*** GIVEN DATA

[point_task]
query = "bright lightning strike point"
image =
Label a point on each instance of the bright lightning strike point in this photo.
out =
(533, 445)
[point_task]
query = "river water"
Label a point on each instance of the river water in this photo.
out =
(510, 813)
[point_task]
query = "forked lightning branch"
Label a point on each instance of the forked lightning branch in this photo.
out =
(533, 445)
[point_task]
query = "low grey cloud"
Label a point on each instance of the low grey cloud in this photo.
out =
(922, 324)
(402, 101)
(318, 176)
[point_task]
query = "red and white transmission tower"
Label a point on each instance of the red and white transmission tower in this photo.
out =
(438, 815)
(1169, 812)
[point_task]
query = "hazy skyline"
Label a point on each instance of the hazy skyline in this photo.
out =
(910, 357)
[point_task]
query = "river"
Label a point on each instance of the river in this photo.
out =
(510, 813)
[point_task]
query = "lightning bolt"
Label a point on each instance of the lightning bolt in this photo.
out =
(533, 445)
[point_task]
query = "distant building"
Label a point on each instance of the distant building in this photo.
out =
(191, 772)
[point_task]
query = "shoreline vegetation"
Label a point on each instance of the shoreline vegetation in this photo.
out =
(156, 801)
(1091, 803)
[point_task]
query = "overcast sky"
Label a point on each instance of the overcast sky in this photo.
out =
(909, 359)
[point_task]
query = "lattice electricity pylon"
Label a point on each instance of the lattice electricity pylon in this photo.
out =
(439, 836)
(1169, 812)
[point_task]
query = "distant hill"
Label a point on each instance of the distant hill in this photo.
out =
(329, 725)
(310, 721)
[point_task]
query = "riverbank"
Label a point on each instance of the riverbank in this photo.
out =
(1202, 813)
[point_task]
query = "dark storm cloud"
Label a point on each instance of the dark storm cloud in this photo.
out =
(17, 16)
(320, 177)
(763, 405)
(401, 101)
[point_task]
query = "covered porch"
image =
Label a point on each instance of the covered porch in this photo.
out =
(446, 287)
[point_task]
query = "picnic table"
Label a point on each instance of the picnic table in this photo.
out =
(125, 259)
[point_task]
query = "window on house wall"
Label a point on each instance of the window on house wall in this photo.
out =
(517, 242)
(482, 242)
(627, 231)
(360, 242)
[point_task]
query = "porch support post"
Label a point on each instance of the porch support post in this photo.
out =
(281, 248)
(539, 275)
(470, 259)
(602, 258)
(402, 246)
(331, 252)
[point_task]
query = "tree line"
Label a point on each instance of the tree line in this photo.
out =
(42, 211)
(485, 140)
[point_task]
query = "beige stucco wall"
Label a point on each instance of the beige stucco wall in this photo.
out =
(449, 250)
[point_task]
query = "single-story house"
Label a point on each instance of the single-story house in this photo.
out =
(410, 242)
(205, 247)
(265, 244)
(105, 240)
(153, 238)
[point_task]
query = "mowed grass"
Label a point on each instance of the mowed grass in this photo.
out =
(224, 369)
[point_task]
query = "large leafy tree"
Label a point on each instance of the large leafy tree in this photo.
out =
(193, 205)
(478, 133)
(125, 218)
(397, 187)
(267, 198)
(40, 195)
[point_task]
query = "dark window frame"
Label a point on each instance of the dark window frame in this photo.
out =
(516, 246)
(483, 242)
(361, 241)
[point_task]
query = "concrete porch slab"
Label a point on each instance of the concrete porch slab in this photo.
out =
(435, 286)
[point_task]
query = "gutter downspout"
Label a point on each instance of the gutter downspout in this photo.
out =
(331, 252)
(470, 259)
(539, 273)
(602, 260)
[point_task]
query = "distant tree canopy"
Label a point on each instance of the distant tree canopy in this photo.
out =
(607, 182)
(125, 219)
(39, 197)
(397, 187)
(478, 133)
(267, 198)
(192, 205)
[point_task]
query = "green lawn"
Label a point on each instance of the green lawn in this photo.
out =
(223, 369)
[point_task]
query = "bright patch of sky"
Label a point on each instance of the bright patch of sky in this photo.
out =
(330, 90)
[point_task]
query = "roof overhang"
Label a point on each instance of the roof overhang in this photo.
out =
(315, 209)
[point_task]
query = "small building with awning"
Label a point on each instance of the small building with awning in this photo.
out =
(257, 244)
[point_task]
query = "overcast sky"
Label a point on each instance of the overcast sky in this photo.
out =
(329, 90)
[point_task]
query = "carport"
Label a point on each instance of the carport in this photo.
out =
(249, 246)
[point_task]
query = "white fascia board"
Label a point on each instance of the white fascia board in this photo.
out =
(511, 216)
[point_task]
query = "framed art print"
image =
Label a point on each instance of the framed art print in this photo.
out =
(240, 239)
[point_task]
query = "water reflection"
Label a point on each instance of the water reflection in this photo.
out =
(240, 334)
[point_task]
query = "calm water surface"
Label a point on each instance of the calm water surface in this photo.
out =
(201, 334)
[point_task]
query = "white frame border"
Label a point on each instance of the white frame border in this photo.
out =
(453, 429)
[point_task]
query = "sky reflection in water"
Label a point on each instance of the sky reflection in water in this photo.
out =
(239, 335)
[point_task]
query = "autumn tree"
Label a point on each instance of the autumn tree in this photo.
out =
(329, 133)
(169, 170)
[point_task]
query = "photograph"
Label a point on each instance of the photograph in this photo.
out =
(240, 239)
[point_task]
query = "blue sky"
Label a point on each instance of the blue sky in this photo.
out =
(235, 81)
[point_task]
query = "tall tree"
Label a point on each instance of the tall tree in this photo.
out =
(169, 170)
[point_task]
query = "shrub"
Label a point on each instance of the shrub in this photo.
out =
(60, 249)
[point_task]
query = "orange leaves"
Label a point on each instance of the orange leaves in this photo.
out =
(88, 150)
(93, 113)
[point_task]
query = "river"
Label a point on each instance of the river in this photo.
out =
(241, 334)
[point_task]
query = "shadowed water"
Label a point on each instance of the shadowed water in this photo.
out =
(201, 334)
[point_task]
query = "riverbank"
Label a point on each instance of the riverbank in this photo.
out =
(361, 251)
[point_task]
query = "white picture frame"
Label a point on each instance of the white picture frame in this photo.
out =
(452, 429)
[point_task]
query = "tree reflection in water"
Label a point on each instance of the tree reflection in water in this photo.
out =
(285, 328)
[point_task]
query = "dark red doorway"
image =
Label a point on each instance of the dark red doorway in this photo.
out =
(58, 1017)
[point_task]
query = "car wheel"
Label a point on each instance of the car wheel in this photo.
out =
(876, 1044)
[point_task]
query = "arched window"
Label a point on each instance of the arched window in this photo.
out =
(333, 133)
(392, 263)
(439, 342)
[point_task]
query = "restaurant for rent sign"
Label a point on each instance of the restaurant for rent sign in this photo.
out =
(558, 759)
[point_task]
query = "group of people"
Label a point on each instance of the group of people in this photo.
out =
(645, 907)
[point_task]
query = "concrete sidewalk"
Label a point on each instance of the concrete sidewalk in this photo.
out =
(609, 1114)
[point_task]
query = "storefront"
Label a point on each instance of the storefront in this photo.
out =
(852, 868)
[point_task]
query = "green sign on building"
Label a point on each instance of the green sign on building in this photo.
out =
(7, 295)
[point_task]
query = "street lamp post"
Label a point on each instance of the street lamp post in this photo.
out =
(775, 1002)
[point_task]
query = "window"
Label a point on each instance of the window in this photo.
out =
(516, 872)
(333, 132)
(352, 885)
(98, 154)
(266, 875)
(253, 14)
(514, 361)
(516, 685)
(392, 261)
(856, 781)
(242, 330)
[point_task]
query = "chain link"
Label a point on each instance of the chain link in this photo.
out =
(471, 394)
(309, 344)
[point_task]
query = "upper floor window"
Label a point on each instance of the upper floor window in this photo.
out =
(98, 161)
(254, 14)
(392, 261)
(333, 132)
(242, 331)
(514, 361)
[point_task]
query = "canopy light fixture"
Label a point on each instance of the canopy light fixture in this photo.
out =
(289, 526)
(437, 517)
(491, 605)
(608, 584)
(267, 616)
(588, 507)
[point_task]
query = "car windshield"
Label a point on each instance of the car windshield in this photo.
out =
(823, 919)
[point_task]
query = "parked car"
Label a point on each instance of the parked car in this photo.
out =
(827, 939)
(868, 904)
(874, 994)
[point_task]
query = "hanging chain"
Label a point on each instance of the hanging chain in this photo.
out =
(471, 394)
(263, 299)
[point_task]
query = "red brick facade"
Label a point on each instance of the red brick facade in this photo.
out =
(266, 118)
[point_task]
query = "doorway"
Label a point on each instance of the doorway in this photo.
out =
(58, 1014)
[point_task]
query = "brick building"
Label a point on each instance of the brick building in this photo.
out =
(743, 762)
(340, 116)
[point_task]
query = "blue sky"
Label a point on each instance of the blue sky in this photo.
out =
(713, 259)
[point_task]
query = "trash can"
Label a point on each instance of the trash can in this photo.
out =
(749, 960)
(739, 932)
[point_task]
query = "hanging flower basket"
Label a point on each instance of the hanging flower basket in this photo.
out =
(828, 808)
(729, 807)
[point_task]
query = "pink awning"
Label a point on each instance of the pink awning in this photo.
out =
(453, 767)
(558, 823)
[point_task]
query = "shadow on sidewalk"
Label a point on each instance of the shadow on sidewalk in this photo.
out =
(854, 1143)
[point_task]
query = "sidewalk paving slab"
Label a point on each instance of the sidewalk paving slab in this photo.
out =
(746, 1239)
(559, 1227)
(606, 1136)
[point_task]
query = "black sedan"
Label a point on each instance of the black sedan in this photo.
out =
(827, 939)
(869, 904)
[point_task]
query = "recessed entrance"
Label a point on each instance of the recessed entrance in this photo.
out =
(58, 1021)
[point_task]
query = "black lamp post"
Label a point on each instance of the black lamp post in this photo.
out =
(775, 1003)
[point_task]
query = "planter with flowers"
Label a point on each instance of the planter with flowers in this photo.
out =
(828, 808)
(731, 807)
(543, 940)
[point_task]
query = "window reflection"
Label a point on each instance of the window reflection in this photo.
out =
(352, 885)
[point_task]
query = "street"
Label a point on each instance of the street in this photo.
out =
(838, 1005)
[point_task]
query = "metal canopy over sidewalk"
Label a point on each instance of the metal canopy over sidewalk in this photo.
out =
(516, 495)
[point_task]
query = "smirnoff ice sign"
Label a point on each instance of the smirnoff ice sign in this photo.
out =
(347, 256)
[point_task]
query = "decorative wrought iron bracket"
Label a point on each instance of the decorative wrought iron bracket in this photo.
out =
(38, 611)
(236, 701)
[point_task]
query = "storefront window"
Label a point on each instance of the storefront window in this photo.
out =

******

▶ _WORK TASK_
Provide the count of lines above that contain "link", without any other words.

▶ _RESPONSE_
2